[PROBLEM DETAILS] Can you condense the paragraph of the water hearing report below that begins "Chairman Hastings blamed Democrats" into a short bulleted list of its main facts?

[DOCUMENT EXTRACT]
Hastings said he invited all 21 Democrats on the Natural Resources Committee to participate in the hearing but only Costa, who had no explanation why no other Democrats showed up, was in attendance. Committee members Jared Huffman and Grace Napolitano, former chair of the house subcommittee on water, were among the no shows.
 
Hastings also said he was "very, very disappointed" that State Water Resources Control Board chairwoman Felicia Markus failed to appear despite being invited.  Marcus, who previously worked for the Natural Resources Defense Council (NRDC) as western regional  director, also served as EPA director for Region 9 and was appointed by Republican Gov. Arnold Schwarzennegger to the Delta Stewarship Council.
 
Markus was the target of several jibes by the Republican committee members during the hearing, who said Markus and NRDC lawsuits were responsible for the growers' current situation.
 
Chairman Hastings blamed Democrats in the Senate for stalling a bill approved by the House (HR 3964) which would lift Endangered Species Act restrictions in the Delta and kill the court-approved San Joaquin River restoration plan, among other things. Hastings said more surface storage, i.e. dams, were needed in California although he didn't say who was going to pay for dams that could cost several billion dollars each. The House approved the bill by Hanford Congressman David Valadao but Senate Leader Harry Reid said the bill isn't going anywhere in the Senate and President Obama said he would veto the bill if it cleared the Senate.
 
Sad Sack Rep. Costa, who barely survived an election year challenge in 2012, told the audience of mostly farmers, "Like you, I am angry. I am angry that in the face of devastation we continue to point fingers and play the blame game, which does not bring us one additional drop of water."  He urged that Democrats and Republicans work together in a bipartisan fashion.  Good luck on that one, Jim.
 
However, Costa barely mentioned his own water bills, in conjunction with California Senators Dianne Feinstein and Barbara Boxer, and made sure the audience knew that he had voted for Valadao's bill.

[ENTRIES SHOWN]

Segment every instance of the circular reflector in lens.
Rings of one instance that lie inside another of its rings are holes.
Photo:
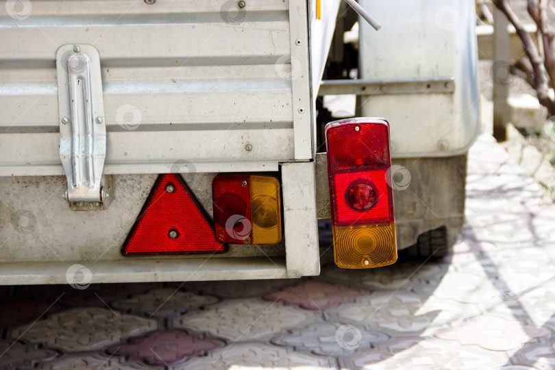
[[[365,212],[375,204],[375,190],[367,182],[356,182],[347,190],[347,199],[354,210]]]
[[[278,225],[278,201],[273,197],[259,195],[252,199],[252,221],[261,227]]]
[[[248,218],[247,204],[241,197],[232,193],[224,193],[216,199],[214,205],[214,222],[222,227],[225,227],[227,220],[236,214]],[[237,223],[234,228],[241,229],[241,223]]]

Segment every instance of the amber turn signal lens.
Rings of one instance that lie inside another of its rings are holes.
[[[216,239],[233,244],[282,241],[280,182],[269,176],[220,175],[212,182]]]
[[[256,244],[282,240],[280,183],[273,177],[251,176],[252,238]]]
[[[397,260],[395,223],[336,227],[333,230],[334,254],[339,267],[380,267]]]
[[[389,124],[361,118],[325,126],[335,262],[345,269],[397,260]]]

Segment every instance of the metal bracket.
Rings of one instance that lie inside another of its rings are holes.
[[[66,198],[71,209],[72,204],[92,204],[75,210],[106,209],[101,180],[106,127],[98,51],[92,45],[63,45],[56,52],[56,70],[60,158],[67,177]],[[95,207],[96,203],[103,205]]]
[[[454,77],[330,79],[321,82],[318,96],[452,94],[454,91]]]

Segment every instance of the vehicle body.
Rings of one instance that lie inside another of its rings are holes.
[[[53,1],[34,2],[27,13],[7,5],[0,284],[66,283],[75,271],[89,282],[319,273],[317,217],[330,208],[328,178],[317,170],[314,106],[339,1],[322,1],[319,20],[316,1],[239,3]],[[70,63],[82,67],[71,61],[79,53],[88,57],[88,91],[101,104],[86,106],[88,95],[71,90],[64,101],[75,77]],[[88,194],[74,192],[84,170],[64,151],[77,140],[66,132],[73,120],[64,119],[71,97],[92,112],[79,130],[95,130],[83,137],[96,149],[83,144],[79,164],[97,176]],[[464,155],[467,147],[459,149]],[[217,254],[123,256],[158,175],[167,173],[182,176],[208,217],[219,173],[275,176],[282,242],[232,244]]]

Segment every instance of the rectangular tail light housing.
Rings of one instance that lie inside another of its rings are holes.
[[[216,240],[278,244],[282,240],[280,183],[270,176],[220,175],[212,183]]]
[[[334,257],[364,269],[397,260],[389,124],[357,118],[325,126]]]

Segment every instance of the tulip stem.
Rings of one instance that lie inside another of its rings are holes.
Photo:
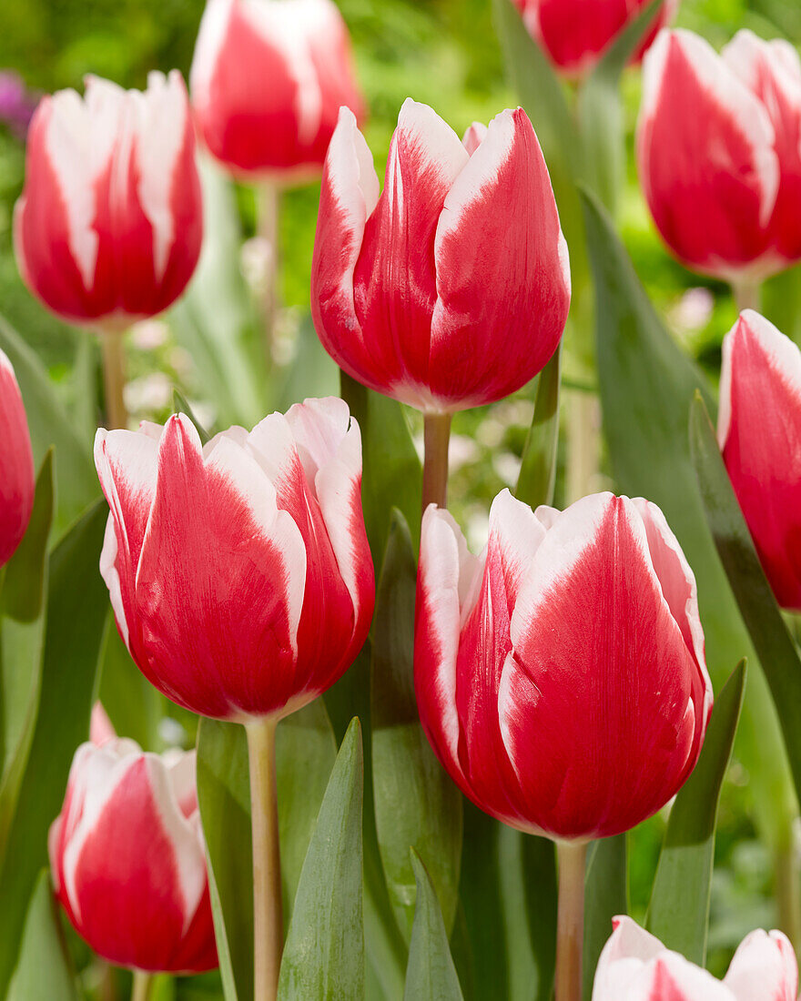
[[[273,719],[255,720],[245,726],[253,832],[253,996],[258,1001],[275,1001],[283,949],[275,789],[276,726]]]
[[[430,504],[448,504],[448,444],[451,414],[427,413],[423,418],[425,457],[423,461],[423,510]]]
[[[762,302],[762,285],[758,281],[736,281],[732,283],[732,295],[737,306],[737,311],[743,309],[756,309]]]
[[[264,323],[264,350],[267,367],[274,359],[275,320],[278,315],[278,220],[280,218],[280,189],[274,181],[263,181],[257,192],[257,226],[264,254],[263,286],[261,288],[261,313]]]
[[[125,345],[122,337],[121,330],[103,330],[100,333],[106,421],[109,429],[128,426],[128,411],[125,408]]]
[[[145,970],[134,970],[131,1001],[147,1001],[152,986],[153,975],[151,973],[147,973]]]
[[[584,949],[584,868],[587,845],[557,844],[559,918],[557,924],[556,1001],[582,1001]]]

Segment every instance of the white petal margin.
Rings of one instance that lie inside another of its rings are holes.
[[[740,318],[723,338],[723,363],[720,373],[718,443],[723,448],[729,437],[732,419],[732,374],[735,353],[745,350],[744,341],[757,346],[774,377],[784,382],[798,397],[801,406],[801,349],[754,309],[744,309]],[[738,343],[742,346],[738,349]],[[738,363],[742,363],[739,361]]]
[[[459,641],[468,596],[478,594],[486,554],[484,558],[477,559],[469,552],[465,536],[449,512],[429,505],[423,516],[420,544],[420,591],[427,606],[424,627],[440,647],[436,676],[431,684],[437,691],[440,704],[437,716],[442,721],[448,750],[454,767],[460,771],[457,711]],[[475,598],[473,601],[475,604]]]
[[[737,1001],[796,1001],[798,963],[782,932],[751,932],[740,943],[723,978]]]
[[[714,95],[721,110],[751,147],[761,180],[760,222],[763,226],[767,225],[779,193],[780,171],[773,148],[773,124],[758,98],[700,35],[684,29],[664,30],[657,35],[643,61],[643,98],[638,132],[653,118],[663,86],[670,85],[670,81],[665,79],[665,66],[672,45],[680,47],[700,86]]]

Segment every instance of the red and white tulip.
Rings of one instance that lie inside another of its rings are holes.
[[[189,100],[177,70],[147,89],[89,77],[45,97],[28,131],[14,244],[25,283],[73,323],[122,328],[165,309],[200,253]]]
[[[657,228],[689,267],[738,284],[801,260],[801,61],[788,42],[741,31],[718,55],[690,31],[662,33],[637,154]]]
[[[208,0],[189,82],[200,134],[235,174],[318,172],[340,106],[363,113],[331,0]]]
[[[501,399],[559,344],[570,306],[568,250],[532,124],[522,108],[465,143],[407,100],[384,189],[343,109],[322,176],[311,308],[349,375],[419,409]]]
[[[801,611],[801,351],[751,309],[723,341],[718,440],[776,599]]]
[[[0,350],[0,567],[17,550],[33,510],[35,481],[28,418],[14,367]]]
[[[310,702],[369,629],[361,437],[340,399],[308,399],[201,446],[183,414],[99,430],[111,513],[100,562],[142,673],[202,716],[246,723]]]
[[[532,38],[569,77],[590,72],[650,0],[515,0]],[[657,22],[635,52],[640,59],[673,17],[679,0],[665,0]]]
[[[782,932],[755,931],[717,980],[635,924],[615,918],[593,987],[593,1001],[796,1001],[798,964]]]
[[[110,963],[170,973],[217,965],[194,758],[116,738],[75,753],[50,866],[75,930]]]
[[[695,767],[712,709],[696,584],[661,511],[508,490],[481,557],[451,515],[423,520],[415,688],[462,791],[512,827],[605,838]]]

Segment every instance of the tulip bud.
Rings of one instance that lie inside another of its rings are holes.
[[[0,567],[16,552],[33,510],[33,455],[14,368],[0,350]]]
[[[792,46],[741,31],[719,56],[690,31],[657,39],[645,61],[640,179],[688,267],[753,283],[801,259],[800,136]]]
[[[25,283],[64,319],[122,328],[165,309],[200,253],[194,130],[177,70],[147,90],[89,77],[45,97],[28,131],[14,245]]]
[[[167,698],[245,723],[294,712],[355,659],[372,617],[361,437],[309,399],[201,447],[183,414],[99,430],[100,571],[120,636]]]
[[[235,174],[318,172],[339,107],[363,113],[331,0],[208,0],[189,82],[200,134]]]
[[[755,931],[734,954],[723,981],[672,952],[631,918],[613,920],[593,1001],[796,1001],[798,965],[781,932]]]
[[[718,441],[776,600],[801,611],[801,351],[752,309],[723,341]]]
[[[466,144],[408,100],[383,193],[353,115],[322,176],[311,309],[323,346],[364,385],[424,411],[509,395],[546,365],[570,306],[568,250],[522,108]]]
[[[481,557],[423,520],[415,689],[454,781],[512,827],[627,831],[695,767],[712,709],[695,578],[662,512],[495,499]]]
[[[217,965],[194,752],[82,744],[50,828],[58,898],[78,934],[118,966]]]
[[[532,38],[554,66],[569,77],[589,73],[617,36],[650,0],[514,0]],[[647,33],[634,59],[654,41],[673,17],[679,0],[665,0],[656,24]]]

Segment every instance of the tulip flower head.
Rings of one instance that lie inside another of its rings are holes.
[[[0,350],[0,567],[22,542],[34,488],[28,418],[13,365]]]
[[[361,438],[309,399],[201,446],[177,414],[99,430],[111,513],[100,570],[142,673],[202,716],[300,709],[350,666],[374,602]]]
[[[796,50],[741,31],[718,55],[690,31],[666,31],[644,71],[640,180],[673,253],[735,285],[801,260]]]
[[[82,744],[48,847],[58,898],[98,955],[151,972],[216,967],[193,751]]]
[[[532,38],[568,77],[589,73],[617,36],[650,0],[515,0]],[[641,59],[657,32],[673,17],[679,0],[665,0],[656,24],[634,58]]]
[[[200,253],[189,100],[177,70],[125,91],[88,77],[28,130],[14,245],[25,283],[69,322],[121,329],[166,309]]]
[[[533,512],[504,490],[476,558],[431,506],[415,688],[443,765],[498,820],[586,841],[650,817],[712,709],[695,578],[661,511],[600,493]]]
[[[189,82],[206,146],[238,175],[318,173],[339,107],[363,113],[331,0],[208,0]]]
[[[718,441],[776,600],[801,611],[801,351],[752,309],[723,341]]]
[[[522,108],[464,144],[430,107],[400,110],[383,192],[347,110],[322,176],[311,308],[323,346],[364,385],[426,412],[501,399],[559,344],[568,250]]]
[[[598,961],[593,1001],[796,1001],[798,964],[782,932],[747,935],[720,981],[631,918],[615,918],[613,928]]]

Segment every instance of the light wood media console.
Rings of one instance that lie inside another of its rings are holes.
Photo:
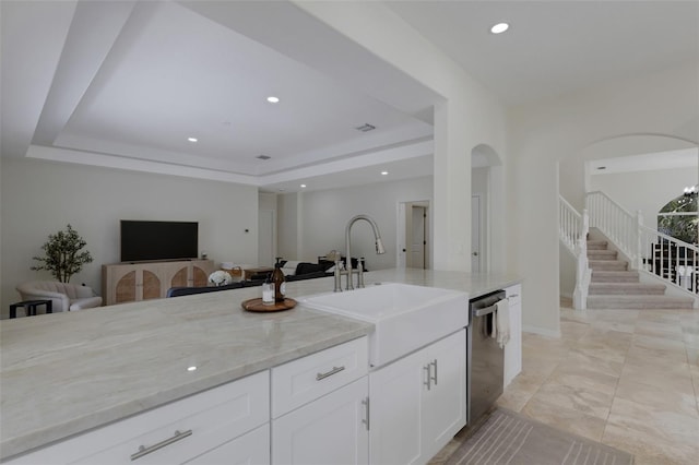
[[[107,306],[159,299],[170,287],[206,286],[213,271],[213,260],[102,265],[102,291]]]

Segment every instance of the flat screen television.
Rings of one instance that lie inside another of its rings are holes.
[[[121,220],[121,261],[196,259],[199,223]]]

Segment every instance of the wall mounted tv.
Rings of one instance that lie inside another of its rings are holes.
[[[196,259],[199,223],[121,220],[121,261]]]

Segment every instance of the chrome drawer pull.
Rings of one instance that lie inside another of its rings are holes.
[[[339,373],[344,369],[345,369],[344,365],[342,367],[332,367],[332,370],[330,371],[316,374],[316,381],[324,380],[325,378],[332,377],[333,374]]]
[[[151,452],[155,452],[158,449],[163,449],[166,445],[170,445],[171,443],[177,442],[177,441],[179,441],[181,439],[185,439],[188,436],[192,436],[192,430],[191,429],[188,429],[185,432],[180,432],[178,430],[178,431],[175,431],[175,436],[174,437],[167,438],[165,441],[161,441],[157,444],[153,444],[153,445],[151,445],[149,448],[146,448],[145,445],[141,445],[141,446],[139,446],[139,452],[137,452],[135,454],[131,454],[131,461],[135,461],[138,458],[141,458],[142,456],[147,455]]]

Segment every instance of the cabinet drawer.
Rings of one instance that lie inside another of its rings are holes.
[[[522,300],[522,285],[516,284],[505,289],[505,295],[510,306],[518,305]]]
[[[23,455],[11,464],[183,463],[268,422],[269,392],[269,371],[263,371]],[[153,452],[134,456],[141,446]]]
[[[272,369],[272,418],[357,380],[369,370],[360,337]]]

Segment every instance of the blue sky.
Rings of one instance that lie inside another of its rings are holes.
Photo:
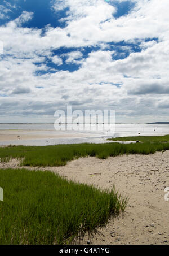
[[[115,110],[117,122],[168,121],[168,7],[2,0],[0,122],[51,122],[70,104]]]

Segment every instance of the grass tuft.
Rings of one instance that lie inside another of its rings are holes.
[[[104,159],[108,157],[124,154],[148,154],[163,150],[169,150],[169,143],[145,141],[142,144],[130,144],[112,142],[46,146],[15,146],[0,148],[0,158],[3,162],[8,161],[11,158],[22,159],[22,166],[52,167],[64,166],[68,161],[79,157],[91,156]]]
[[[48,171],[1,170],[0,244],[66,244],[123,213],[115,191],[79,184]]]

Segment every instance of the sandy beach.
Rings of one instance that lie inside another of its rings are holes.
[[[110,221],[101,233],[86,235],[77,243],[86,244],[169,244],[169,151],[154,154],[129,155],[106,160],[87,157],[65,166],[41,170],[54,171],[70,180],[111,188],[113,184],[130,197],[124,216]],[[19,162],[0,163],[0,168],[18,168]],[[21,167],[20,167],[21,168]],[[37,170],[38,167],[29,168]]]
[[[0,130],[0,141],[11,141],[16,140],[52,139],[61,138],[78,138],[88,136],[87,133],[73,133],[56,131]]]

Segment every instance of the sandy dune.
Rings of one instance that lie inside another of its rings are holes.
[[[13,159],[0,163],[0,168],[16,168],[18,163]],[[77,242],[86,244],[90,239],[92,244],[169,244],[169,201],[164,198],[164,188],[169,187],[169,151],[106,160],[88,157],[45,169],[103,188],[111,188],[114,184],[130,197],[124,217],[99,229],[101,234],[86,235]]]

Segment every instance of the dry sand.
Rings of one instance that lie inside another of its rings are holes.
[[[0,168],[16,168],[18,162],[0,163]],[[35,168],[30,169],[38,169]],[[30,168],[29,168],[30,169]],[[81,158],[66,166],[48,170],[68,179],[102,188],[113,184],[130,197],[124,216],[110,221],[101,234],[86,235],[77,243],[86,244],[169,244],[169,201],[164,189],[169,187],[169,151],[154,154],[129,155],[106,160]]]

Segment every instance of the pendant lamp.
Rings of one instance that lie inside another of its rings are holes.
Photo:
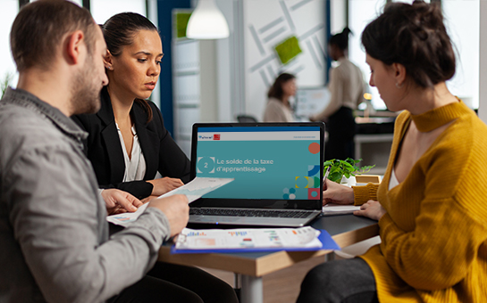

[ANSWER FOR THE TASK]
- Hastings blamed Senate Democrats for stalling HR 3964, a House-approved bill. Among other things, it would lift Endangered Species Act restrictions in the Delta and kill the court-approved San Joaquin River restoration plan.
- He said California needs more surface storage (dams). He did not say who would pay for dams that could cost several billion dollars each.
- The bill, by Hanford Congressman David Valadao, passed the House. Senate Leader Harry Reid said it isn't going anywhere in the Senate, and President Obama said he would veto it if it cleared the Senate.